White-tailed rat Temporal range: Early Pliocene - Recent
- Conservation status: Endangered (IUCN 3.1)

Scientific classification
- Kingdom: Animalia
- Phylum: Chordata
- Class: Mammalia
- Infraclass: Placentalia
- Order: Rodentia
- Family: Nesomyidae
- Subfamily: Mystromyinae Vorontsov, 1966
- Genus: Mystromys Wagner, 1841
- Species: M. albicaudatus
- Binomial name: Mystromys albicaudatus (Smith, 1834)
- Synonyms: Mystromys hausleitneri

= White-tailed rat =

- Genus: Mystromys
- Species: albicaudatus
- Authority: (Smith, 1834)
- Conservation status: EN
- Synonyms: Mystromys hausleitneri
- Parent authority: Wagner, 1841

Species of rodent

The white-tailed rat (Mystromys albicaudatus) also known as the white-tailed mouse, is the only member of the subfamily Mystromyinae in the family Nesomyidae. This species is sometimes placed in the subfamily Cricetinae due to similarities in appearance between the white-tailed rat and hamsters, but molecular phylogenetic studies have confirmed that the two groups are not closely related. The subfamily Mystromyinae is sometimes placed within the family Muridae along with all other subfamilies of muroids.

The white-tailed rat is restricted to shrubby areas and grasslands of South Africa and Lesotho. This is an uncommon species, and populations are thought to be declining because of conversion of scrubland to pasture. The International Union for Conservation of Nature has rated it as being an "endangered species".

**What to work on**
A - Answer these from the white-tailed rat text, one line each:
(i) Of which subfamily is the white-tailed rat the only member?
(ii) To which two countries is the species restricted?
(iii) What is thought to be causing its populations to decline?
B - List every taxon name in the white-tailed rat text that is given with an author and a year, and include that author and year with each.

**Excerpted records**
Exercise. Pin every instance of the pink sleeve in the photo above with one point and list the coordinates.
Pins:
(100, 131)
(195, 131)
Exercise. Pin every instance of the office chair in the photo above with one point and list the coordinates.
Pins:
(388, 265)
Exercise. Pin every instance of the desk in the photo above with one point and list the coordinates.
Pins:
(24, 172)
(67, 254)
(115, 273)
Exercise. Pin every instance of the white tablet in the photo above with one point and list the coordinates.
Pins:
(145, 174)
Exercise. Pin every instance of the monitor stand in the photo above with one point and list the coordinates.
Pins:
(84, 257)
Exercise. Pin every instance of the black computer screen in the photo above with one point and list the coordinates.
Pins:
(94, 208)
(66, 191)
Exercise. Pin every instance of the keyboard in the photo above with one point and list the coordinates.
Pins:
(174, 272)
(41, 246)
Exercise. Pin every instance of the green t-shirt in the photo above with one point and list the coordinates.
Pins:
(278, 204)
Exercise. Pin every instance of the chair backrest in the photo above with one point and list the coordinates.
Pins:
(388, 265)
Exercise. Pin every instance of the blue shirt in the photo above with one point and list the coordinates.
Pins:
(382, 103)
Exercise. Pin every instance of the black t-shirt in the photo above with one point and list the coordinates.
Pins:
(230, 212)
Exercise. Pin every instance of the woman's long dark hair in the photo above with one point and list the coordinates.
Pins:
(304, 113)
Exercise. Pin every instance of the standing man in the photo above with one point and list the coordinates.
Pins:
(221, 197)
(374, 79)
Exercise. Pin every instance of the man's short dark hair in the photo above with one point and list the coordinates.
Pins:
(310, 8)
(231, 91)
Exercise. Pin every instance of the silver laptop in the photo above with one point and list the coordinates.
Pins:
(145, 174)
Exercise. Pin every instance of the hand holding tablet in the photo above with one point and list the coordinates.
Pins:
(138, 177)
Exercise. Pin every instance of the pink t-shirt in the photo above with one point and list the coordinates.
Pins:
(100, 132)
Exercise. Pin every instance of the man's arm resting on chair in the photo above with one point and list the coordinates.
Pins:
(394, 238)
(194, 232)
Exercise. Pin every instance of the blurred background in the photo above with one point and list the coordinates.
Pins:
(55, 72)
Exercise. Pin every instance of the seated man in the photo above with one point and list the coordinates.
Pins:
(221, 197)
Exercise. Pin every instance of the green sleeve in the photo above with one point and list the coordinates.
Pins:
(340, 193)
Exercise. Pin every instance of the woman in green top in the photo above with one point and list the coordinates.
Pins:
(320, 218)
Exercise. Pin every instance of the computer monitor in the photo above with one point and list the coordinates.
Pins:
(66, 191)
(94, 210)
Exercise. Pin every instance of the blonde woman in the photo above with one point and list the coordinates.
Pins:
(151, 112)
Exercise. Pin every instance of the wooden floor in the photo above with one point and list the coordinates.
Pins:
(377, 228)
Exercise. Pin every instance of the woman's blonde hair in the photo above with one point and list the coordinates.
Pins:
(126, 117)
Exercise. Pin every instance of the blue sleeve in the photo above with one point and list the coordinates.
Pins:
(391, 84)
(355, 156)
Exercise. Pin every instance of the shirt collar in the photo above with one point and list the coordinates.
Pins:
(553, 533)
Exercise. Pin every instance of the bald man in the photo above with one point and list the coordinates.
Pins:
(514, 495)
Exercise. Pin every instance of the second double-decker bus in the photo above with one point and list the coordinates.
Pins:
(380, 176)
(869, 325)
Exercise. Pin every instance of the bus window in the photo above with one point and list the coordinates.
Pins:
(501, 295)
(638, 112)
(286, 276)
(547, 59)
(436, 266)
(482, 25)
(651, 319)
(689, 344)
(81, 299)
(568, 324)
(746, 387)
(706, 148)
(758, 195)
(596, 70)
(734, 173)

**Solutions to the problems**
A -
(i) Mystromyinae
(ii) South Africa and Lesotho
(iii) The conversion of scrubland to pasture

B -
- Mystromyinae: Vorontsov, 1966
- Mystromys: Wagner, 1841
- Mystromys albicaudatus: Smith, 1834